[ZIEL DER AUFGABE]:
Schreibe den folgenden Text über die Kinder- und Jugendsachbuchliteratur der DDR bitte vollständig und wortgetreu ab.

[BEREITGESTELLTER TEXT]:
┌────────

Helms Beitrag ist der erste des dritten Abschnittes, der sich den Formen der DDR-Kinder- und Jugendsachbuchliteratur widmet. Unter den weiteren Aufsätzen dieses Abschnittes ist für Leser, die mit dem Gegenstand wenig vertraut sind, Maria Beckers Darstellung besonders interessant, könnte er doch zur Wiederentdeckung der Reihe Ein Tag im Leben… beitragen. In ihr wurde das Leben einer bestimmten Tierart, wie Biene, Storch oder Fuchs aus Sicht eines einzelnen Individuums der jeweiligen Art beschrieben. Bedeutsam hierbei ist, dass die Autoren weitestgehend die Vermenschlichung des Tieres zu vermeiden wussten und den Gegenstand sachlich, aber dennoch spannend darboten.

└────────

Datensätze zur Punktplatzierung
┌────────

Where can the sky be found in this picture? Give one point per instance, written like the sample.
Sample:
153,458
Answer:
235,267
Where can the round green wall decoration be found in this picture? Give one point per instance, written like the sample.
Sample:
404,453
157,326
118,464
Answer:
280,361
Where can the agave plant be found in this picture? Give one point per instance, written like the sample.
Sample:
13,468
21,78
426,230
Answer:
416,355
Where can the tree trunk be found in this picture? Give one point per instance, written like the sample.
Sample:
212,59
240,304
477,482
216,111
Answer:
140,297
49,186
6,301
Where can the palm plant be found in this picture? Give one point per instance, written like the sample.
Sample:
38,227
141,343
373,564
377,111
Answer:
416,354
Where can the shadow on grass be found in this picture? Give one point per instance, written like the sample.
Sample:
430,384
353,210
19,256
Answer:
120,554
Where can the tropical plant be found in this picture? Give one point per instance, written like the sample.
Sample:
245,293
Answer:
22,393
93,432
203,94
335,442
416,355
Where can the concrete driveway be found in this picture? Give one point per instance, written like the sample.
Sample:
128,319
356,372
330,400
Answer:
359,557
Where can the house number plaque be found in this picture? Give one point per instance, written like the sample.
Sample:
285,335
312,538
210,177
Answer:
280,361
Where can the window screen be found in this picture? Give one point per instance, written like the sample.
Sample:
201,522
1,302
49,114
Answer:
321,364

└────────

[ERGEBNIS DER ÜBUNG]:
Helms Beitrag ist der erste des dritten Abschnittes, der sich den Formen der DDR-Kinder- und Jugendsachbuchliteratur widmet. Unter den weiteren Aufsätzen dieses Abschnittes ist für Leser, die mit dem Gegenstand wenig vertraut sind, Maria Beckers Darstellung besonders interessant, könnte er doch zur Wiederentdeckung der Reihe Ein Tag im Leben… beitragen. In ihr wurde das Leben einer bestimmten Tierart, wie Biene, Storch oder Fuchs aus Sicht eines einzelnen Individuums der jeweiligen Art beschrieben. Bedeutsam hierbei ist, dass die Autoren weitestgehend die Vermenschlichung des Tieres zu vermeiden wussten und den Gegenstand sachlich, aber dennoch spannend darboten.